Pick out each line in the rows below that contains the string "green" and copy every such line in full.

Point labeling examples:
=-=-=-=-=

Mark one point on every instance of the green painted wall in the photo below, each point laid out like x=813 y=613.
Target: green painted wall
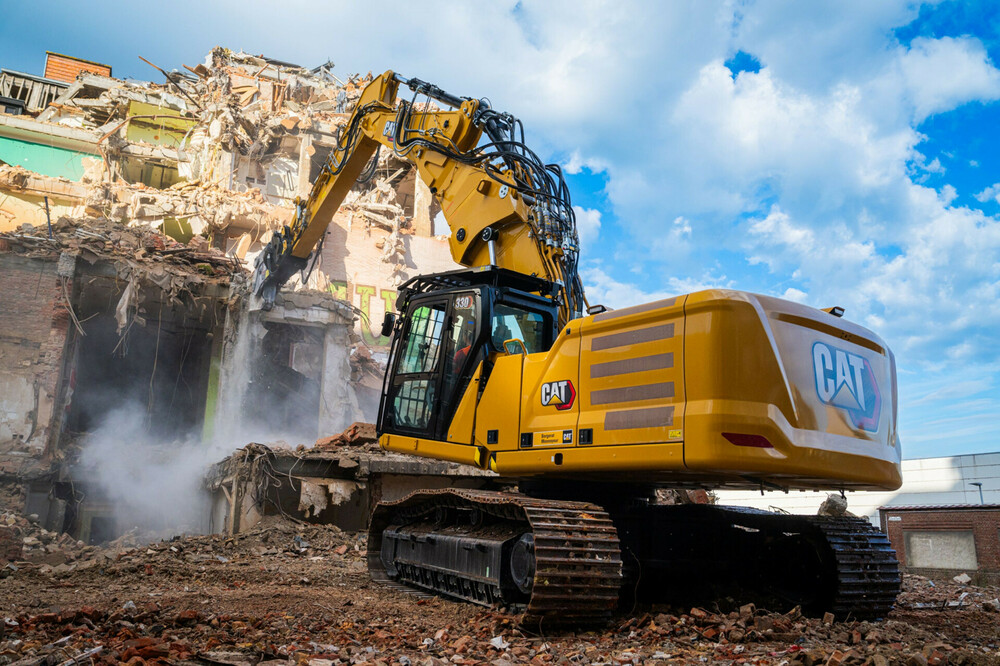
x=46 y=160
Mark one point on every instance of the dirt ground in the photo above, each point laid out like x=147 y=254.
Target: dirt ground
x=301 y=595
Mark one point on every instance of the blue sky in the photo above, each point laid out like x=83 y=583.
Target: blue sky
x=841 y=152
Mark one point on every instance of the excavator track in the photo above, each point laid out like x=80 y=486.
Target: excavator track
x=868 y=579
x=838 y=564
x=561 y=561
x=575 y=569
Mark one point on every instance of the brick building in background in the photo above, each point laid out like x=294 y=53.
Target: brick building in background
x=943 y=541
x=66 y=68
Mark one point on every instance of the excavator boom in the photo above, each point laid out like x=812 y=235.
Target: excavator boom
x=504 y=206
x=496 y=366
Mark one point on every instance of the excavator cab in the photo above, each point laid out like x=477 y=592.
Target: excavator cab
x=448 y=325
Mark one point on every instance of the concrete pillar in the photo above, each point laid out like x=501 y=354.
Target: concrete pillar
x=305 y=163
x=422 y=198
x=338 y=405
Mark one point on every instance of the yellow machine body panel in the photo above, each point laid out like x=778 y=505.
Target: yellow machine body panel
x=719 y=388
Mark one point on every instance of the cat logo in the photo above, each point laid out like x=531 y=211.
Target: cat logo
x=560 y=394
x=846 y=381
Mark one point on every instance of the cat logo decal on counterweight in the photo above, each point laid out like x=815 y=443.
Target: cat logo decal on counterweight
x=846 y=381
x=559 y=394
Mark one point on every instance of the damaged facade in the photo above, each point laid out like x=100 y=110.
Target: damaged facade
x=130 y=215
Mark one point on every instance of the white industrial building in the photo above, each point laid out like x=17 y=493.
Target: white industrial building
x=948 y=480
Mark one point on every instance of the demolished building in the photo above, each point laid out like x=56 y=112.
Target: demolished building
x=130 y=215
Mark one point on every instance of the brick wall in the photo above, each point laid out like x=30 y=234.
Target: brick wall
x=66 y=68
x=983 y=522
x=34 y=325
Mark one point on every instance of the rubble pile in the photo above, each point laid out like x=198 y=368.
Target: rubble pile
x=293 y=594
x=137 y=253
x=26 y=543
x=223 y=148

=-=-=-=-=

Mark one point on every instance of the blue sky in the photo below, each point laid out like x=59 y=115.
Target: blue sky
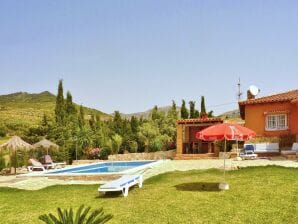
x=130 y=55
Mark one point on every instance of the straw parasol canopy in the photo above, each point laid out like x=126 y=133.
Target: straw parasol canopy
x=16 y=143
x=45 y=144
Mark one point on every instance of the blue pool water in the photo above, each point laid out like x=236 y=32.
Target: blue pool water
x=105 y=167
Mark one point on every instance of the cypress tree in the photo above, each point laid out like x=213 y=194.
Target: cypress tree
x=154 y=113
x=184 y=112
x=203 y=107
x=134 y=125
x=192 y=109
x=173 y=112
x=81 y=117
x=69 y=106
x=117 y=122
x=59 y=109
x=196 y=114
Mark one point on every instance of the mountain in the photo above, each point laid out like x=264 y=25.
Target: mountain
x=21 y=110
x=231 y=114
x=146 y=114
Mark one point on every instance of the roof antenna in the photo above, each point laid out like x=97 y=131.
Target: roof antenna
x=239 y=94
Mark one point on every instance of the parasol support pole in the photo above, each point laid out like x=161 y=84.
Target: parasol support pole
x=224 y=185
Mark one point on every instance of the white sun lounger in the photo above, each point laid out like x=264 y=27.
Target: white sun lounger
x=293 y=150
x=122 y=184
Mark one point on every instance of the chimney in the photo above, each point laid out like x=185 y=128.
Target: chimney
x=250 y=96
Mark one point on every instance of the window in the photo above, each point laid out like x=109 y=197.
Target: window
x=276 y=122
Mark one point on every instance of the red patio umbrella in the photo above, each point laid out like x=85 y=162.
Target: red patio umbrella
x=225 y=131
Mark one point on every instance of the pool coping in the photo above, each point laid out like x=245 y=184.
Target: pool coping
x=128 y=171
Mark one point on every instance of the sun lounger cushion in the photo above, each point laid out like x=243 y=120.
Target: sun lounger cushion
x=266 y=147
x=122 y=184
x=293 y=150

=-=-=-=-=

Finished exercise:
Mark one point on every instance of the green painted wall in the photo below, each point laid out like x=813 y=613.
Target: green painted wall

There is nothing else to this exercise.